▼
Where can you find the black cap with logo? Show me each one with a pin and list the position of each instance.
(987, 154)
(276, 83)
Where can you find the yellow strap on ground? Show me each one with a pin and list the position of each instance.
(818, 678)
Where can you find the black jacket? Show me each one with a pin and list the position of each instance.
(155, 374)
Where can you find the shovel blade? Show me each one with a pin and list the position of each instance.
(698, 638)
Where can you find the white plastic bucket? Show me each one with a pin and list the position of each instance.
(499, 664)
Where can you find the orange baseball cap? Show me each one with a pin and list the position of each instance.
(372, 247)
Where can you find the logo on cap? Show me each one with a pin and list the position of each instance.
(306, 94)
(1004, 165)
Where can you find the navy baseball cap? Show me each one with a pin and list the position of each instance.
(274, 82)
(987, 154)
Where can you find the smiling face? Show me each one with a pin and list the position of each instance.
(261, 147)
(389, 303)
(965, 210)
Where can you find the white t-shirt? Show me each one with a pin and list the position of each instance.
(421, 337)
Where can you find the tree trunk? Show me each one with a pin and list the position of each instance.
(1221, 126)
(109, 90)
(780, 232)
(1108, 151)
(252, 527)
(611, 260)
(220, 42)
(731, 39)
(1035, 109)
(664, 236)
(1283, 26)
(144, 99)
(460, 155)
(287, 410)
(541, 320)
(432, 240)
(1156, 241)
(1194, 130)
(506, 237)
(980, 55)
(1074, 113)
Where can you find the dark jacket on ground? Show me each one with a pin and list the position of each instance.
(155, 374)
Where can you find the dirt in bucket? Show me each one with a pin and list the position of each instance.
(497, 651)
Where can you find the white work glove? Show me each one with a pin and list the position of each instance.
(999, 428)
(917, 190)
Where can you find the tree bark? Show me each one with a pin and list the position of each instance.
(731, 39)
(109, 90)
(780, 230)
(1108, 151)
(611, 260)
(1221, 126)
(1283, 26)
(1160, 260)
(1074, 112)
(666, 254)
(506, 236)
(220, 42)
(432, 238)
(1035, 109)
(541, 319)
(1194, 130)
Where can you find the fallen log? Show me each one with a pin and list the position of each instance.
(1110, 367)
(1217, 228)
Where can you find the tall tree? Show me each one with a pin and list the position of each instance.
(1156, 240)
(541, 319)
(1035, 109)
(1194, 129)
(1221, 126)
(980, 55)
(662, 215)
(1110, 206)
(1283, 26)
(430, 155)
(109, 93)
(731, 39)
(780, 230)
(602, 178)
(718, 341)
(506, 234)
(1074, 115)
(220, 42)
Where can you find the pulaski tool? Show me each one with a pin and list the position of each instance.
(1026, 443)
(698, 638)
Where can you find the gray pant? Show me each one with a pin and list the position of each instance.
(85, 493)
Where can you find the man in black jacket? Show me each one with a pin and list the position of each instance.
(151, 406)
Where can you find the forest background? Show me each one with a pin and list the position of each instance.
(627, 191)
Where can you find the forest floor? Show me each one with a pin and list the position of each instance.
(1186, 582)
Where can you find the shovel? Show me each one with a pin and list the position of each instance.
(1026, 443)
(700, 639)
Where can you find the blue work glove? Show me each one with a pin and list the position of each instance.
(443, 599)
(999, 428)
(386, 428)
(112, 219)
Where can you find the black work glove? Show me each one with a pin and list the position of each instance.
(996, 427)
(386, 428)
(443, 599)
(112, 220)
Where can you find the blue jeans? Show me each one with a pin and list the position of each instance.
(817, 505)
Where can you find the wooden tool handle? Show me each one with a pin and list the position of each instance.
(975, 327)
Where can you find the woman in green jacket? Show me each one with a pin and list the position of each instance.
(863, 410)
▲
* _What you should do_
When you reach the end of the records, set them all down again exactly.

* _Solution for this task_
Where can you find the black cap with logo? Show me each one with a pin and list the position of each instance.
(987, 154)
(276, 83)
Where can you find the yellow strap on ground? Show me each one with a pin and list the position of each instance.
(818, 678)
Where can you find the black jacket? Show me each one with a pin and list the position of each instance.
(155, 374)
Where can you find the shovel blade? Show me each one with a pin and list the position of each instance.
(698, 638)
Where can you find the white plastic bucket? Show me each one with a pin and list the position of each instance.
(499, 664)
Where can you find the orange baseball cap? Show me each one with a pin and list the position of each instance.
(372, 247)
Where can you find the logo on cap? Show me each one with a pin and list the position of each instance.
(306, 94)
(1004, 165)
Where can you find the navy baseball cap? Show me each one with a pin and list the position of each instance.
(274, 82)
(987, 154)
Where can you find the smiling face? Show me each one with a pin and list the position of each instance.
(261, 147)
(389, 303)
(965, 210)
Where can you find the white t-shirt? Show me each one with a pin and list the position of each instance.
(421, 337)
Where can you find the tree trunk? Show me each one with a pin and list the position of each instance.
(1221, 126)
(109, 90)
(780, 232)
(1108, 151)
(252, 527)
(611, 260)
(220, 42)
(731, 39)
(1035, 109)
(664, 236)
(1283, 26)
(144, 99)
(460, 155)
(287, 410)
(541, 320)
(432, 240)
(1156, 241)
(1194, 130)
(506, 237)
(980, 55)
(1074, 113)
Where can you find the dark jacket on ground? Show me each one with a pin and list the position of each instance.
(155, 374)
Where can you find the dirt in bucket? Show me each one with a pin and list the position of each instance.
(497, 651)
Where can you find the white work glove? Show me each one with a pin and list the position of each instance.
(999, 428)
(917, 190)
Where can you find the tree bark? Show me each one with a pin and list the position of each instance.
(731, 39)
(109, 90)
(780, 230)
(1108, 151)
(611, 260)
(1221, 126)
(1283, 26)
(1160, 260)
(1074, 112)
(666, 254)
(506, 236)
(220, 42)
(432, 238)
(1035, 109)
(541, 319)
(1194, 130)
Where can you find the fallen log? Show me each one with a pin and list the position of each instance.
(1110, 367)
(1217, 228)
Where can you find the tall tree? Show me each one with a pin and list the position of each instance.
(1156, 240)
(541, 319)
(1035, 109)
(1194, 129)
(1221, 126)
(980, 55)
(662, 215)
(1110, 206)
(1283, 26)
(430, 155)
(109, 93)
(731, 39)
(780, 230)
(602, 178)
(718, 341)
(506, 234)
(1074, 115)
(220, 42)
Where can you find the pulaski tool? Show me each one with a pin and list the position of each instance.
(1026, 443)
(698, 638)
Where can you find the gray pant? Show me each one with a pin and list the position of each instance.
(85, 493)
Where can you find the man in black jacket? Show me each one with a pin and list the position of each instance.
(151, 406)
Where can you find the forest background? Show me each one with a pin and list the position of each instance.
(627, 191)
Where can you find the forest floor? Show me each one with a pin and list the position of each instance.
(1186, 582)
Where can you find the shovel? Show me each one with a pin and list the position of each instance.
(1026, 443)
(700, 639)
Where can you find the blue work glove? Show me each one with a pin and list the position of each instance.
(443, 599)
(999, 428)
(386, 428)
(112, 219)
Where can you find the black work glove? Show me each one with a pin and list the position of each instance.
(996, 427)
(386, 428)
(443, 599)
(112, 220)
Where can you find the blue jeans? Show me each one with a pin and list the position of each instance.
(817, 505)
Where can you find the wooden tool handle? Show me each one with a pin and list the position of each instance.
(975, 327)
Where can you find the woman in green jacket? Show me each one with a pin and list the position of each instance.
(863, 410)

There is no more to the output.